DATA RECORDS:

+---+

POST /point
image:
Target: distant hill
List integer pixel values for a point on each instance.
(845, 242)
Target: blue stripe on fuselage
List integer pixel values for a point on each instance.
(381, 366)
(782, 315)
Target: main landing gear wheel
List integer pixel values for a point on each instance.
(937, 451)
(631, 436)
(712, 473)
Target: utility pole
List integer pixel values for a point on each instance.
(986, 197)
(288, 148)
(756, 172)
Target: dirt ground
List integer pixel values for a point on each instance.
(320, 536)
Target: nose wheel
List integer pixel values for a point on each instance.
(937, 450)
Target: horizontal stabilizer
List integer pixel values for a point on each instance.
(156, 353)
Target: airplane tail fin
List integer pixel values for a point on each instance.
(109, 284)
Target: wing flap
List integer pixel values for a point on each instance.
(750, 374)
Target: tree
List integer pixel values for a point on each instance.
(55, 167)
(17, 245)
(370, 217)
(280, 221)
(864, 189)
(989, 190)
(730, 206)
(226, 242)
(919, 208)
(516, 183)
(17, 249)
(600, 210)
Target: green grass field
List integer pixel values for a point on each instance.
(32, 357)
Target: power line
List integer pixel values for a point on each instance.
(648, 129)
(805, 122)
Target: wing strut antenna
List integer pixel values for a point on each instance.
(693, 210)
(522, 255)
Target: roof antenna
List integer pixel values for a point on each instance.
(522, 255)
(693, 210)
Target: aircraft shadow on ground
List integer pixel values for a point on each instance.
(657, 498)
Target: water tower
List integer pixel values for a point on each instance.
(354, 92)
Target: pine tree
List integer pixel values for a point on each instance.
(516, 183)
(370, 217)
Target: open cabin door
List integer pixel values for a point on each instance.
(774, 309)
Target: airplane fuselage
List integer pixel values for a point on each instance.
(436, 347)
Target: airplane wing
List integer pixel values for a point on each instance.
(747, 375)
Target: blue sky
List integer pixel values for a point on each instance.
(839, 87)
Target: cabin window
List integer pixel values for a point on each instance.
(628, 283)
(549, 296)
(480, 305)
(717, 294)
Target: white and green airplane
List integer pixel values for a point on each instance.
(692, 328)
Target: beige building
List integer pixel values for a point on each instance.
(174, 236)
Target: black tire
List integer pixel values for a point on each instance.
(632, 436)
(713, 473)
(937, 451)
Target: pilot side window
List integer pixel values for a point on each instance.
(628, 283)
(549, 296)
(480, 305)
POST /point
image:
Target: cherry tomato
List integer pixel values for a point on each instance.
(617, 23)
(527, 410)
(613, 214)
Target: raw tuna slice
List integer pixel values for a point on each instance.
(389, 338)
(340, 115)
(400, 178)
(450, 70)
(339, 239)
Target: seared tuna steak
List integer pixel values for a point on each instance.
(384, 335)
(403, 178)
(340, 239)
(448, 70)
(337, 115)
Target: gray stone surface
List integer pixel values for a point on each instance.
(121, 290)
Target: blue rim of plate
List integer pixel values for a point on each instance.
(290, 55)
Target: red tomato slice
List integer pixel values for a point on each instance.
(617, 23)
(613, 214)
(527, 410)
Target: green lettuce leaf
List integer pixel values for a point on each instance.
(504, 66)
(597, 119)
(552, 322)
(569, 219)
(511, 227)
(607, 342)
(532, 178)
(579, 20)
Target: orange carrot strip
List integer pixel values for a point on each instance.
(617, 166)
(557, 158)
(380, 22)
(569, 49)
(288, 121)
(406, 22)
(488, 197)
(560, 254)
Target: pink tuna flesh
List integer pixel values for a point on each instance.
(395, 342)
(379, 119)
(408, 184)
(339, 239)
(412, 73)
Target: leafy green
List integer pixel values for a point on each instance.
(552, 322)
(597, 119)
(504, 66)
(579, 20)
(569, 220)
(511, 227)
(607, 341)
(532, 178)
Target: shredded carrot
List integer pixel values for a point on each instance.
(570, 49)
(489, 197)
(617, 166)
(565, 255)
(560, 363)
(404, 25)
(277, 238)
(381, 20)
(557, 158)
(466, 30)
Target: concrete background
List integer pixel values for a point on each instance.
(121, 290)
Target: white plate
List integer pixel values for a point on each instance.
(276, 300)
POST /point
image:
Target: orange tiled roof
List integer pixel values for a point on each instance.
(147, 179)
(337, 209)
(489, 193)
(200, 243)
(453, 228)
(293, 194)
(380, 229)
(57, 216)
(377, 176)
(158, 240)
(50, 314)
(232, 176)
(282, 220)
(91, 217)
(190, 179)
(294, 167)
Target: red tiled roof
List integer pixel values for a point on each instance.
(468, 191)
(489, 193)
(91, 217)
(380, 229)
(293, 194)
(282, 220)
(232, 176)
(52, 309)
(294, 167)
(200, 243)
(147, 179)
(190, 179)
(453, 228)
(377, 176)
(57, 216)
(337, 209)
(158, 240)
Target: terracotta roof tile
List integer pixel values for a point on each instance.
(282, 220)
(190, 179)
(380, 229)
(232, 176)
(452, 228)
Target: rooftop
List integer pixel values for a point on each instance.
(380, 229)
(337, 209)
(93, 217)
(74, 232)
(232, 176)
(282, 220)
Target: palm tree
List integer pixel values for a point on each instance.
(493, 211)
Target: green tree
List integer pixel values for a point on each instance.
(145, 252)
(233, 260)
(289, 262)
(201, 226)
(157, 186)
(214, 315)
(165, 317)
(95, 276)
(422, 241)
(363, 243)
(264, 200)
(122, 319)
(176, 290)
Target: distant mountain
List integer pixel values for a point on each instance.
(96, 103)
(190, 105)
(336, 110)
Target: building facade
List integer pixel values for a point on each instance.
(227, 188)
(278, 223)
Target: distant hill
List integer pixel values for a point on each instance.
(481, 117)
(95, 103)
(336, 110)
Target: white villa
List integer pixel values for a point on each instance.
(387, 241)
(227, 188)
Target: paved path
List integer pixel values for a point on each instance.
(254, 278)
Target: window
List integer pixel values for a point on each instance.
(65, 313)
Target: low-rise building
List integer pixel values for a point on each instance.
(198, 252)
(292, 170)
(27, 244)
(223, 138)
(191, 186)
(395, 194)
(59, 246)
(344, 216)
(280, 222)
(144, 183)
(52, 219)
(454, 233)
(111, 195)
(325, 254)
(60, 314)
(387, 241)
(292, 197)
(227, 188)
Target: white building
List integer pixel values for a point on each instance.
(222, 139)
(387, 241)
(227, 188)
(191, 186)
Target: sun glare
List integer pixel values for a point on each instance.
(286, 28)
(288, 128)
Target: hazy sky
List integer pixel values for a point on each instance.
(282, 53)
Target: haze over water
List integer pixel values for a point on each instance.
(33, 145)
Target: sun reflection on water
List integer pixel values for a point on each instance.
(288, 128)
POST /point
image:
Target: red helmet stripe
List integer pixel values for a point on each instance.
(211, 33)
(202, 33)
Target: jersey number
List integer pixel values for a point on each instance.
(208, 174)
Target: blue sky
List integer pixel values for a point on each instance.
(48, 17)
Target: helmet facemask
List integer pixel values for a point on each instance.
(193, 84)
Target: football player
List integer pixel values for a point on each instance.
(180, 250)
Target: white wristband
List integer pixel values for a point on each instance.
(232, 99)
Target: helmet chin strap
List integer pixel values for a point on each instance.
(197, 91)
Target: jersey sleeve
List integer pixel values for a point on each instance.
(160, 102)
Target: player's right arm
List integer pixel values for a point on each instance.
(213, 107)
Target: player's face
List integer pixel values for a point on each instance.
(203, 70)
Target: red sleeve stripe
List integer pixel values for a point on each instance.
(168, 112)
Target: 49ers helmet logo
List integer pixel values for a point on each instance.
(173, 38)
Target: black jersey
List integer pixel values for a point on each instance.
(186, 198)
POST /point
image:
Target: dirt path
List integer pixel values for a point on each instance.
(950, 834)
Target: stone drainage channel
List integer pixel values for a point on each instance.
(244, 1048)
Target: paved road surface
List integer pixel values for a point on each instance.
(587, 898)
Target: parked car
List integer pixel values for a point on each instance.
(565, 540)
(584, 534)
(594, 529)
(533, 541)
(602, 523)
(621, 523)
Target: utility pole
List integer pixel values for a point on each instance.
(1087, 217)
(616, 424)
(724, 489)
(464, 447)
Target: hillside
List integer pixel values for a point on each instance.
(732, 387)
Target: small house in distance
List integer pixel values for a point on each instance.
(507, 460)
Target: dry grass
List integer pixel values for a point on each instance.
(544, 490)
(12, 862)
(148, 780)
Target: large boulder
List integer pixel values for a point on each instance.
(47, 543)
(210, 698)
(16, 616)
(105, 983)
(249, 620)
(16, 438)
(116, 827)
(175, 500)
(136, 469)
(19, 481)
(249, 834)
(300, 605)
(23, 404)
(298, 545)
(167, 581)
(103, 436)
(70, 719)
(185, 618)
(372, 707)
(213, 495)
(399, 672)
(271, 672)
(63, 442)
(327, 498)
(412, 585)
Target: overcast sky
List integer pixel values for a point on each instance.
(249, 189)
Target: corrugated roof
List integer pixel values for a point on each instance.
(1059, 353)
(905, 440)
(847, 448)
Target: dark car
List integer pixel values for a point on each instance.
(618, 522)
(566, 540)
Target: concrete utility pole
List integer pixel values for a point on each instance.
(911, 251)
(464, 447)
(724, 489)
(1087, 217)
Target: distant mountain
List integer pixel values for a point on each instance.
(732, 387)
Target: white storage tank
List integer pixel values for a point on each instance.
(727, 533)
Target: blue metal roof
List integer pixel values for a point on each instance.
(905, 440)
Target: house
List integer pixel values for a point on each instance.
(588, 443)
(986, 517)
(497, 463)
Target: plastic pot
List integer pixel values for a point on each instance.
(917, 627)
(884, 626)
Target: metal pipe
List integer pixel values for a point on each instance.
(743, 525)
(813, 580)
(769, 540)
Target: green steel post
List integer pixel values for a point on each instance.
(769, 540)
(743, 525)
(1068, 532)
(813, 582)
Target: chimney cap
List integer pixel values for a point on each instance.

+---+

Up to and including the line with "Target: roof antenna", restate the records above word for word from the very first line.

YOUR RESPONSE:
POST /point
image:
Target: distant hill
List integer pixel values for a point on each instance.
(845, 242)
Target: blue stripe on fuselage
List integer pixel values for a point on each instance.
(381, 366)
(782, 315)
Target: main landing gear wheel
List integer pixel values for a point on each instance.
(937, 451)
(631, 436)
(712, 473)
Target: utility pole
List integer pixel values for a point on each instance.
(986, 197)
(288, 148)
(756, 172)
Target: dirt ground
List integer pixel values for a point on each instance.
(320, 536)
Target: nose wheel
List integer pixel values for a point on each instance.
(937, 450)
Target: horizontal stabilizer
List integer pixel values for a point on each instance.
(156, 353)
Target: airplane tail fin
List integer pixel values for a point on each instance.
(109, 284)
Target: wing flap
List integer pixel values for a point on each instance.
(750, 374)
Target: tree
List integer pixel values for a point on each instance.
(55, 167)
(17, 245)
(370, 217)
(280, 221)
(864, 189)
(989, 190)
(730, 206)
(226, 242)
(919, 208)
(516, 183)
(17, 249)
(600, 210)
Target: green grass field
List integer pixel values for a point on each instance.
(32, 357)
Target: power line
List integer pixel values for a point on each instance.
(648, 129)
(805, 122)
Target: wing strut antenna
List integer pixel values for a point on each instance.
(693, 210)
(522, 255)
Target: roof antenna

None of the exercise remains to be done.